Copy out all the lines from the line with "like x=365, y=303." to the line with "x=121, y=201", both included, and shift every coordinate in the answers by adding 46 to each number. Leave the sample coordinates unchanged.

[start of EXTRACTED MATERIAL]

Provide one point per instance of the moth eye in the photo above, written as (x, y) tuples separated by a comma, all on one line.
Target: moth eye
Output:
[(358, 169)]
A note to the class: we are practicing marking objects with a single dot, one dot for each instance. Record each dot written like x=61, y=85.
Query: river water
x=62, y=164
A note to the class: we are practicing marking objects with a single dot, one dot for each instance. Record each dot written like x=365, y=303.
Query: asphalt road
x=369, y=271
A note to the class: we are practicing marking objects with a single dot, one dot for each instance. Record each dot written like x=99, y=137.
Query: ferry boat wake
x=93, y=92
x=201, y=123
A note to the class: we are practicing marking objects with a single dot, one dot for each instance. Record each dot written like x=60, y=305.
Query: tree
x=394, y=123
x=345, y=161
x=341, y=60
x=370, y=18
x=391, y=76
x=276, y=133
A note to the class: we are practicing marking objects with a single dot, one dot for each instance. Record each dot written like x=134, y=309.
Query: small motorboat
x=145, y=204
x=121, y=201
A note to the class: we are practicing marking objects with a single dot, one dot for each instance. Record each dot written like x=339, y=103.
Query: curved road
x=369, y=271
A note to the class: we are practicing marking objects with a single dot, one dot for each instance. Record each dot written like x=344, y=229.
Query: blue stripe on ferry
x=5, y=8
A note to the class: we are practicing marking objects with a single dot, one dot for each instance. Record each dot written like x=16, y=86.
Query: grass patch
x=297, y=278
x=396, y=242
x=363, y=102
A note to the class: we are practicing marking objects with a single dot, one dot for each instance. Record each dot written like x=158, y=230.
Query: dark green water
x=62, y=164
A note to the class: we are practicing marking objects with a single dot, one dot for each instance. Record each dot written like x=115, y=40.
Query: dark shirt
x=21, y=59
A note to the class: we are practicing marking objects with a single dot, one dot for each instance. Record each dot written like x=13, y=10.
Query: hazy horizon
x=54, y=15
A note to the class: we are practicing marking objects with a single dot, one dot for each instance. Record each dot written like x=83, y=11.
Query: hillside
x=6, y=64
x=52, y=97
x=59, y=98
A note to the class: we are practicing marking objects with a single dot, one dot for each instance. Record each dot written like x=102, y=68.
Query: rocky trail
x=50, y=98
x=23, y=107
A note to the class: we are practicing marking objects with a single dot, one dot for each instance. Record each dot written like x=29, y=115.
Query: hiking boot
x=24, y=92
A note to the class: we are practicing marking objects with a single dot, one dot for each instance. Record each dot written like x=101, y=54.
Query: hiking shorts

[end of EXTRACTED MATERIAL]

FINAL ANSWER:
A note to the class: we are practicing marking objects with a single dot, one dot for each instance. Record each dot written like x=365, y=303.
Query: asphalt road
x=415, y=317
A note to the class: we are practicing marking objects with a single dot, one dot for each instance. Record each dot written like x=99, y=137.
Query: ferry boat wake
x=139, y=138
x=247, y=169
A note to the class: we are practicing marking objects with a single dot, one dot for each instance. Record each dot written like x=60, y=305.
Query: tree
x=440, y=169
x=391, y=207
x=387, y=106
x=416, y=64
x=437, y=122
x=322, y=179
A note to the class: we are practicing marking objects with a single dot, one dot for each instance. Record each dot written like x=134, y=309.
Query: small motorboat
x=191, y=250
x=167, y=247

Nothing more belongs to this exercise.